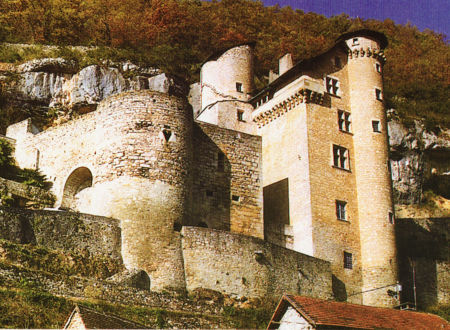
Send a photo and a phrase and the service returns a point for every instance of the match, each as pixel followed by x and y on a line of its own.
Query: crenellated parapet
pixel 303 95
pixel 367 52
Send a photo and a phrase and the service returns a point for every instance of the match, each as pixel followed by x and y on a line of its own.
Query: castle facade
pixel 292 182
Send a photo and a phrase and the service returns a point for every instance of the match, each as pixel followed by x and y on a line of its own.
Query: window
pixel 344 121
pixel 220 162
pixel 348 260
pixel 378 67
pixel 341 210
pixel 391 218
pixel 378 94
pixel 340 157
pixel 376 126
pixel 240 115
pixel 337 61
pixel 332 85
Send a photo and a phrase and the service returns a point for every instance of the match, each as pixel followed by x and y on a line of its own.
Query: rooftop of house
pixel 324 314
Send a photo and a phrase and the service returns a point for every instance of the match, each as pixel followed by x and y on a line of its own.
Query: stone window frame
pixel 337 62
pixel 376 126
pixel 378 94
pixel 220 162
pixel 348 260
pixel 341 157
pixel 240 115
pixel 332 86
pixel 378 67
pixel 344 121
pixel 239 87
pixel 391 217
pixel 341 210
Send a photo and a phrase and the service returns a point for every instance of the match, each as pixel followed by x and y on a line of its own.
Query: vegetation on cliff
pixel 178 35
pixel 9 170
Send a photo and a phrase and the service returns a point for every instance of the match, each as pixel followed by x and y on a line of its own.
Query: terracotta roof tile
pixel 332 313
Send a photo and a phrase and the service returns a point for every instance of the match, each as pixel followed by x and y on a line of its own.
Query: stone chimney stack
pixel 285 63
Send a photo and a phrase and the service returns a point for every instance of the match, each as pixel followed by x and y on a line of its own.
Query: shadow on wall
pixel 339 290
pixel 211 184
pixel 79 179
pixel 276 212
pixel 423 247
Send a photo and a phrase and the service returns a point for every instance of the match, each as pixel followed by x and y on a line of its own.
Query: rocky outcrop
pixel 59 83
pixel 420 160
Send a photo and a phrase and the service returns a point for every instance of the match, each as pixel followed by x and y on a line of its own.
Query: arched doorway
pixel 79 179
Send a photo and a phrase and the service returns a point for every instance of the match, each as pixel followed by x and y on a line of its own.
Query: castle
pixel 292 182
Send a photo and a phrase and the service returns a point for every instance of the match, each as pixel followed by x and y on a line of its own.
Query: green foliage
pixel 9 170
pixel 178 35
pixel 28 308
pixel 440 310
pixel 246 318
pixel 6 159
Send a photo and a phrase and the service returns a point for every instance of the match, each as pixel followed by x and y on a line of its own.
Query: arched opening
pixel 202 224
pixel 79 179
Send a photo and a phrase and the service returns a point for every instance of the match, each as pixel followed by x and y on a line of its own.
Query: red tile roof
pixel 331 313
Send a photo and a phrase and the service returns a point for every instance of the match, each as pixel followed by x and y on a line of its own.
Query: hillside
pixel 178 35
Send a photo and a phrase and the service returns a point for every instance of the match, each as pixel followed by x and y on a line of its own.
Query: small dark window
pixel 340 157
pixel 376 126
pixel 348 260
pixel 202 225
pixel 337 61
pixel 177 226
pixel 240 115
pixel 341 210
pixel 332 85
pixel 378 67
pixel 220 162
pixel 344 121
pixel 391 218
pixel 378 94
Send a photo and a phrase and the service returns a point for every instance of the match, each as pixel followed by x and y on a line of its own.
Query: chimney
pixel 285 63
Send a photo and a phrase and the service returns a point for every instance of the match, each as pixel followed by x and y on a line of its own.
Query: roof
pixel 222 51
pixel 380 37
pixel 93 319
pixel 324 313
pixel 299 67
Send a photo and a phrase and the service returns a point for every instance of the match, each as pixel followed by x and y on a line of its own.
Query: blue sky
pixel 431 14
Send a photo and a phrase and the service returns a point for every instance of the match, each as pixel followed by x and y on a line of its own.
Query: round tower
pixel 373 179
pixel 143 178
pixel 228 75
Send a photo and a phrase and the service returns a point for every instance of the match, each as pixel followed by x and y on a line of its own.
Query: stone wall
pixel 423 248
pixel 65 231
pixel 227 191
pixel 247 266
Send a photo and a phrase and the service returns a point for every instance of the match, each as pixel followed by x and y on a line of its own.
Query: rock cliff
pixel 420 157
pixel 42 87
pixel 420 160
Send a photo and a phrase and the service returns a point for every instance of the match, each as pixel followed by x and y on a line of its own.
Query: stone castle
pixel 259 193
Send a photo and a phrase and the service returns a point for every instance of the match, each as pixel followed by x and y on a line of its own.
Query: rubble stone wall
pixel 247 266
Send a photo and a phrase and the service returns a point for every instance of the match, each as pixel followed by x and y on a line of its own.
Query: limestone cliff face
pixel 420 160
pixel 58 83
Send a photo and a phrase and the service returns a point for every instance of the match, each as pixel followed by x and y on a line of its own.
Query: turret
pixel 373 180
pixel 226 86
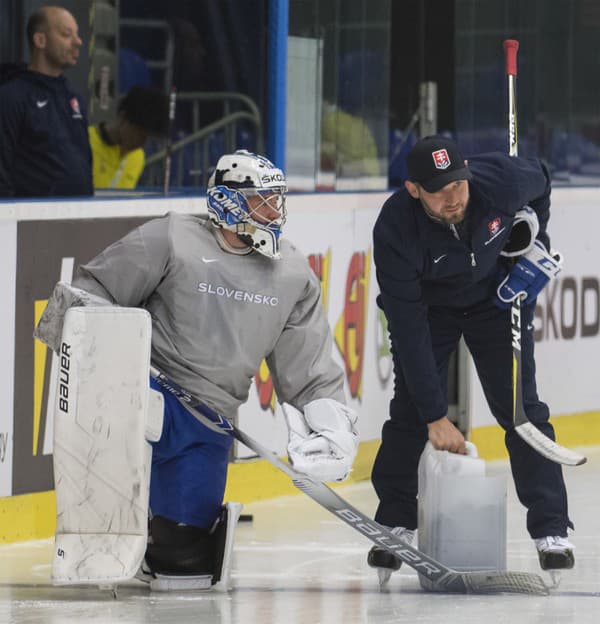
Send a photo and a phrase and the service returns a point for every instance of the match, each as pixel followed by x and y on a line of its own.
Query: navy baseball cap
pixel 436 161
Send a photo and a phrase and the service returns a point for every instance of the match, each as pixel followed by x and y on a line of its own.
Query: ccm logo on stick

══════════

> **ASSIGNMENT**: When you copy the records above, keep every word exact and leave out the pictures they contain.

> **REPLY**:
Send a photo and a phrase and the service returns a point for every instance of the match, each as pixel followed by x and y on a line of its own.
Query: crenellated parapet
pixel 303 95
pixel 367 52
Send a photo and a phrase and the service returns a point for every instance of the match, each as pixel followed by x and y on a line of its own.
Query: castle facade
pixel 292 182
Send a photo and a phrase and the service returns a point for every instance of the match, each as pixel followed by x and y on a line of its own.
Query: window
pixel 344 121
pixel 220 162
pixel 348 260
pixel 378 67
pixel 341 210
pixel 391 218
pixel 378 94
pixel 340 157
pixel 376 126
pixel 240 115
pixel 337 61
pixel 332 85
Send a photo and a phrase and the service returns a point for every instance of the match, each as pixel followed by x and y on a line of its own.
Query: rooftop of house
pixel 324 314
Send a photo and a phrase and the service returns a point for every instance of the match, each as pixel followed by x and y on a line of its own.
Query: stone window frame
pixel 337 62
pixel 376 126
pixel 378 94
pixel 220 162
pixel 348 260
pixel 341 157
pixel 240 115
pixel 332 86
pixel 378 67
pixel 344 121
pixel 239 87
pixel 391 217
pixel 341 210
Send a photo and a phrase and the service returns a point for every instance of the match, each as pixel followed by x and y on a line of its own.
Query: vegetation on cliff
pixel 178 35
pixel 9 170
Send a photo and a phrase and the service returns a point for every instance of the match, each as pixel followed by x and y on a line of its own.
Query: terracotta roof tile
pixel 332 313
Send a photo and a phrase and the service returns a point for every instance of the match, each as pixel followed by x and y on a line of its own.
Query: stone chimney stack
pixel 285 63
Send a photo and a phrase and the service returns a point for every instance of the match, each as pixel followed by x and y on a line of its own.
Query: shadow on wall
pixel 339 290
pixel 211 184
pixel 79 179
pixel 276 212
pixel 423 247
Send a photo and a phrase and the service returns a point for every instance of the match, each as pixel followed by x and y on a line of its own.
Query: rocky outcrop
pixel 59 83
pixel 420 160
Send a photo and a phrase and the service returns a point for every instance of the match, each as pixel followed by x and y on a line of its own.
Query: arched doorway
pixel 79 179
Send a photo and a phrase and the service returns a point for every instance of the match, each as pixel followed by x and y on a line of its own.
Query: castle
pixel 292 182
Send a photo and a phrase and the service returns a point for every instance of the match, each as pixel followed by x and y on a line of its own.
Query: green foliage
pixel 9 170
pixel 178 35
pixel 28 308
pixel 440 310
pixel 246 318
pixel 6 159
Send a photo and a phrase and the service returns a point for every instance of the match, each as pixel followed by x and y on a line of its own.
Query: arched opening
pixel 202 224
pixel 79 179
Send a photo and a phrase and the service returns a point for every instance of the match, each as pixel followed by x and y on a line of its own.
Query: red tile roof
pixel 331 313
Send a photo and a phrase and the service returns a point for every instance of the match, each as pixel followed by x and y on a line of its own.
Query: hillside
pixel 178 35
Send a photo and a phrase and the service returns a point for every instance of the match, each as pixel followed by x and y on a line of its own.
Query: small dark window
pixel 340 157
pixel 376 126
pixel 348 260
pixel 202 225
pixel 337 61
pixel 177 226
pixel 240 115
pixel 341 210
pixel 332 85
pixel 378 67
pixel 220 162
pixel 344 121
pixel 391 218
pixel 378 94
Send a photo and a phrase and the service returns a point for every instance of the match, each as pixel followed by x and y on a line of its own.
Query: chimney
pixel 285 63
Send a photo and a phrase and the service returns a point for every instance of the match, each as pixel followed by x and y on a line of its own.
Query: roof
pixel 222 51
pixel 380 37
pixel 93 319
pixel 324 313
pixel 299 67
Send a photo and a phrase and the service returns a point for every instance of the match, each as pixel followed by x and y on a line of its own.
Query: blue sky
pixel 431 14
Send a photo and a phrase and the service returns a point for every instance of the match, each as pixel followed by x and y on a line of its own.
Query: round tower
pixel 373 179
pixel 143 178
pixel 228 75
Send a photo and a phrase and the service returns a point for every instance of the match, each as pixel followed by x and y on a line of its own.
Query: stone wall
pixel 423 248
pixel 65 231
pixel 227 191
pixel 247 266
Send a photo and a phrase and the service returns a point for every instance of the match, each as pixel followed by x and y on a line of its own.
Query: rock cliff
pixel 420 157
pixel 42 87
pixel 420 160
Send a photo and a phrase and the service returns a point for every instance of the match, each as pixel followed by x and y on a line of its own.
Query: stone castle
pixel 259 193
Send a photo and a phrase and the service returns a point for every instance of the match, each as pixel followed by x and y on a line of its own.
Query: rubble stone wall
pixel 247 266
Send a photo and a phrase and the service returns a point for every instance of the match, each as pixel followed by x and y on a line of its own.
Query: limestone cliff face
pixel 420 160
pixel 58 83
Send a photo and a phrase and the service returns a point for every instance of the match, each as pixel followed by x and y on a line of its own.
Query: turret
pixel 373 180
pixel 226 86
Send a photo and a phrase and the service returns a point for every instance of the match, each as pixel followed by x and y on a line of its own.
Query: navy baseball cap
pixel 436 161
Send a photo and a phrase and the service returns a point for every instance of the match, each as pixel followed by x and y on a line of its own.
Query: ccm logo on stick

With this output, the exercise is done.